Rows from a dataset:
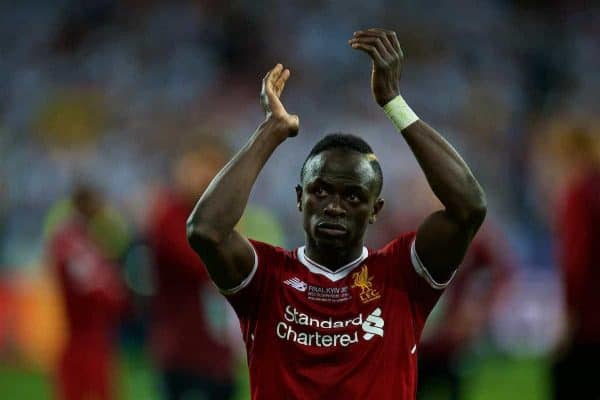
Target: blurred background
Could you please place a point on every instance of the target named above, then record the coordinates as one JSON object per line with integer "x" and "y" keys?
{"x": 114, "y": 115}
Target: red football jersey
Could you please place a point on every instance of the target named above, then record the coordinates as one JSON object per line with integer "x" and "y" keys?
{"x": 312, "y": 333}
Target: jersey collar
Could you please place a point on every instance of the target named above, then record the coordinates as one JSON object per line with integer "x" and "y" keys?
{"x": 333, "y": 276}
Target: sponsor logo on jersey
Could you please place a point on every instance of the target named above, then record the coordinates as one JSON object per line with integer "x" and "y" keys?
{"x": 373, "y": 325}
{"x": 329, "y": 295}
{"x": 364, "y": 282}
{"x": 331, "y": 333}
{"x": 297, "y": 284}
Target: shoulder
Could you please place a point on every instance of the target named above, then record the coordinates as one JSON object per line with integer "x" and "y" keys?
{"x": 398, "y": 247}
{"x": 267, "y": 253}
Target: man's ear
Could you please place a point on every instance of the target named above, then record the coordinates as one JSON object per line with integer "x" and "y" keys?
{"x": 299, "y": 197}
{"x": 376, "y": 209}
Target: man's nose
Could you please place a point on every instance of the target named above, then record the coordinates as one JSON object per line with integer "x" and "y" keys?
{"x": 334, "y": 208}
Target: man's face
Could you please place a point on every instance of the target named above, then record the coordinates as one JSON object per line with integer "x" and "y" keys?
{"x": 338, "y": 198}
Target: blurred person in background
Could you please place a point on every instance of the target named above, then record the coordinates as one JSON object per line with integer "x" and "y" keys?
{"x": 189, "y": 324}
{"x": 578, "y": 243}
{"x": 463, "y": 313}
{"x": 94, "y": 299}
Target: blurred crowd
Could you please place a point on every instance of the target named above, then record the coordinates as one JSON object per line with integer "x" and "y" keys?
{"x": 137, "y": 103}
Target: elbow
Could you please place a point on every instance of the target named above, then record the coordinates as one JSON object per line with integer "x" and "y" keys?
{"x": 474, "y": 209}
{"x": 477, "y": 210}
{"x": 199, "y": 234}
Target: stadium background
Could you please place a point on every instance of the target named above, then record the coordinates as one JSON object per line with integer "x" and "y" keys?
{"x": 114, "y": 90}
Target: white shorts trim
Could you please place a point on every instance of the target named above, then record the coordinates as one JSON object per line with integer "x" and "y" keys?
{"x": 423, "y": 272}
{"x": 246, "y": 280}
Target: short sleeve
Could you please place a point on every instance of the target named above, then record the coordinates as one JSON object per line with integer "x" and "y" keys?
{"x": 246, "y": 298}
{"x": 423, "y": 290}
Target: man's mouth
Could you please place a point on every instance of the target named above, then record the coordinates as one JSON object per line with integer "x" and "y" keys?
{"x": 331, "y": 229}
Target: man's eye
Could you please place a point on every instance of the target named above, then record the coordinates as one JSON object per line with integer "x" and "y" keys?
{"x": 353, "y": 198}
{"x": 320, "y": 192}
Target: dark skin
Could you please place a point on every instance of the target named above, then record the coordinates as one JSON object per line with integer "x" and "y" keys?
{"x": 334, "y": 220}
{"x": 338, "y": 199}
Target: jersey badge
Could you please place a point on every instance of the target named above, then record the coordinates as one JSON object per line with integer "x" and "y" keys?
{"x": 364, "y": 282}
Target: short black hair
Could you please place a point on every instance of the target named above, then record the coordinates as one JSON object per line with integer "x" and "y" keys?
{"x": 347, "y": 142}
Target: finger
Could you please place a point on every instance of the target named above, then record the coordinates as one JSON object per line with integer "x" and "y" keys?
{"x": 275, "y": 73}
{"x": 382, "y": 34}
{"x": 280, "y": 84}
{"x": 394, "y": 39}
{"x": 375, "y": 41}
{"x": 370, "y": 50}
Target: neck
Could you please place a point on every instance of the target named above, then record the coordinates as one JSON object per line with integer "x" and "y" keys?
{"x": 333, "y": 257}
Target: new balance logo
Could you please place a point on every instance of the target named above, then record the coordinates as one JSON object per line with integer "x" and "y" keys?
{"x": 373, "y": 325}
{"x": 297, "y": 284}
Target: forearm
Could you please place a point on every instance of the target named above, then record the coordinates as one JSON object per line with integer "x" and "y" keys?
{"x": 224, "y": 201}
{"x": 447, "y": 173}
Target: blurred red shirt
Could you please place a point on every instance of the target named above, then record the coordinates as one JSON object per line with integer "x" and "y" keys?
{"x": 579, "y": 249}
{"x": 93, "y": 299}
{"x": 189, "y": 326}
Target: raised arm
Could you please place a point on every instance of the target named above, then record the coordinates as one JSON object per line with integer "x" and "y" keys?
{"x": 228, "y": 256}
{"x": 444, "y": 236}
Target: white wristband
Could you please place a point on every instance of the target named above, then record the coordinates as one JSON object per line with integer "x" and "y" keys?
{"x": 400, "y": 113}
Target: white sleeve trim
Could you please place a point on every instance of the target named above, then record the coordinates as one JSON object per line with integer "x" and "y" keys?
{"x": 423, "y": 272}
{"x": 246, "y": 280}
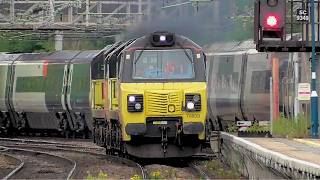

● **DIRECTION**:
Locate each line in the records above that contains the word "logo", and copy every such line.

● **COMPLETE ANSWER**:
Target: sponsor logo on jersey
Target: new balance logo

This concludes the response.